**Given records:**
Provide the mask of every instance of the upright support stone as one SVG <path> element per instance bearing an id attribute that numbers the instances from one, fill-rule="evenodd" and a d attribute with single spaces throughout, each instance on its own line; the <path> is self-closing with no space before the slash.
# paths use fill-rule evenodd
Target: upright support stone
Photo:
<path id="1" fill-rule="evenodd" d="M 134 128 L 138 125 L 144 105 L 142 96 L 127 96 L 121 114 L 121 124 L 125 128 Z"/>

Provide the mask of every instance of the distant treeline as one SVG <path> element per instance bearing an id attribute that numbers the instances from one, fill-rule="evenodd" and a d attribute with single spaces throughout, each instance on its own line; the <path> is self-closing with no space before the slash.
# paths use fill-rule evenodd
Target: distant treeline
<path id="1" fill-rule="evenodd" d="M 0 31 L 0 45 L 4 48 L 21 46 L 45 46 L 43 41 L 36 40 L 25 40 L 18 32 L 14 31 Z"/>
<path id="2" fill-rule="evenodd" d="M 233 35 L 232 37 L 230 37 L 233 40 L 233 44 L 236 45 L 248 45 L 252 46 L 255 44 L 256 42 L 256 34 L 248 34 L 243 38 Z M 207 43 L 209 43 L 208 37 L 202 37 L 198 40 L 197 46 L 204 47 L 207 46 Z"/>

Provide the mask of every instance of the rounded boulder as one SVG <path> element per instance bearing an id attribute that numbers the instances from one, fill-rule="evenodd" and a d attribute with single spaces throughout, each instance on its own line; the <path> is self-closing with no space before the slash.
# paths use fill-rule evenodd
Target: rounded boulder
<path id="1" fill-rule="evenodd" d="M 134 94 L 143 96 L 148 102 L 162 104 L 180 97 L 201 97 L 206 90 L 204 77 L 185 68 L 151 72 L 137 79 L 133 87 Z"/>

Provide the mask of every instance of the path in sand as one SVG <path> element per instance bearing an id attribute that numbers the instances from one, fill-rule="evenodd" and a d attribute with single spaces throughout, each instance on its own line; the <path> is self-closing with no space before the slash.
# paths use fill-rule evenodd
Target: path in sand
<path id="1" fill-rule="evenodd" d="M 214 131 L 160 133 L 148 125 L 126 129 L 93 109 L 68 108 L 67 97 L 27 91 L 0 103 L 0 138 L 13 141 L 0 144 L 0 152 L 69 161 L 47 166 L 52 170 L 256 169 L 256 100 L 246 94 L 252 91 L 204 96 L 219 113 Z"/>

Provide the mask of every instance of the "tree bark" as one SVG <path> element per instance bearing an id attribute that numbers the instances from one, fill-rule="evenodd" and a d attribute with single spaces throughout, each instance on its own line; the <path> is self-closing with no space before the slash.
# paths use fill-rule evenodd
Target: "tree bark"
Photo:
* * *
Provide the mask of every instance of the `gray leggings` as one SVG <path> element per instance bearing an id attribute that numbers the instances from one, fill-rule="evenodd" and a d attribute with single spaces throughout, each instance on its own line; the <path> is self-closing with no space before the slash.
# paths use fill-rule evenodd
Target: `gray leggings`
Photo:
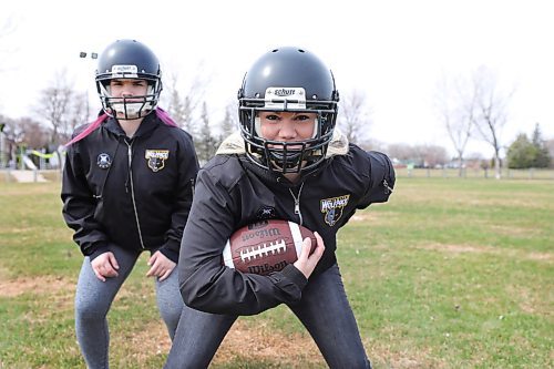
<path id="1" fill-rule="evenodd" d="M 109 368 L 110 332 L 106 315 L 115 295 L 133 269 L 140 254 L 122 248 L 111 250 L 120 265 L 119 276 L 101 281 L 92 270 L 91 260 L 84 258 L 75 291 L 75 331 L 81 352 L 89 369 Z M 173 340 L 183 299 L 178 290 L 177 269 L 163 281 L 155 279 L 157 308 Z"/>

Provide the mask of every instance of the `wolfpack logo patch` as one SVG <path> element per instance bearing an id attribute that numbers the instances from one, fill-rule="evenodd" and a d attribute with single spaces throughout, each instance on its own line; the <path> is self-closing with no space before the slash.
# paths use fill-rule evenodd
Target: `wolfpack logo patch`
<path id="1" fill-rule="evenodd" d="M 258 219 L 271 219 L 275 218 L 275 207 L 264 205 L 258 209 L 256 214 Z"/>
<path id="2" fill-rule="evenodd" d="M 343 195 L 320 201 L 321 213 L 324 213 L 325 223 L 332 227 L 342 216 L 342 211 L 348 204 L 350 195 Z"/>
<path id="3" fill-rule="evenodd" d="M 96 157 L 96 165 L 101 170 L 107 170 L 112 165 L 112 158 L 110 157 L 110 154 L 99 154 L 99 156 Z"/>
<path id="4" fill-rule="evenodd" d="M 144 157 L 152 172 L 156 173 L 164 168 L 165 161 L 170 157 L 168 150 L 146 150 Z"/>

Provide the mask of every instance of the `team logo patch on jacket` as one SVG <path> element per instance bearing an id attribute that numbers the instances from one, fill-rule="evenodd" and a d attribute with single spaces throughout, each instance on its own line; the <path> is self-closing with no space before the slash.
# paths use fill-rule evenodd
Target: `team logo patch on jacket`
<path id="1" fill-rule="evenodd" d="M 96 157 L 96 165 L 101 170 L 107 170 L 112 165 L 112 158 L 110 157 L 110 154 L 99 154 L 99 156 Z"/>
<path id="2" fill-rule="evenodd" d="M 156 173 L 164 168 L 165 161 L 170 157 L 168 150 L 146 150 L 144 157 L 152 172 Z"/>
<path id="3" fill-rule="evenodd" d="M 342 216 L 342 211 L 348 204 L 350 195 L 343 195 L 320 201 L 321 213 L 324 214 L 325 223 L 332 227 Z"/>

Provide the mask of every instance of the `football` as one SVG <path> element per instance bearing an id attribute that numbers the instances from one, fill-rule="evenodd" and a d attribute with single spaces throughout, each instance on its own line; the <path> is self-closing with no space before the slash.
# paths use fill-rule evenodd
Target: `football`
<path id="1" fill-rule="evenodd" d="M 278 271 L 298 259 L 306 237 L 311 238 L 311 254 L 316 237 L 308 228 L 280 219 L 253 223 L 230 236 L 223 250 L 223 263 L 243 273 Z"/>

**Required task:** Select and copy out every line in the rows that contains the string "Target".

**Task response:**
Target: upright support stone
Target: distant treeline
Target: rounded boulder
Target: path in sand
Target: "tree bark"
Target: `gray leggings`
Target: `wolfpack logo patch`
Target: `team logo patch on jacket`
Target: `football`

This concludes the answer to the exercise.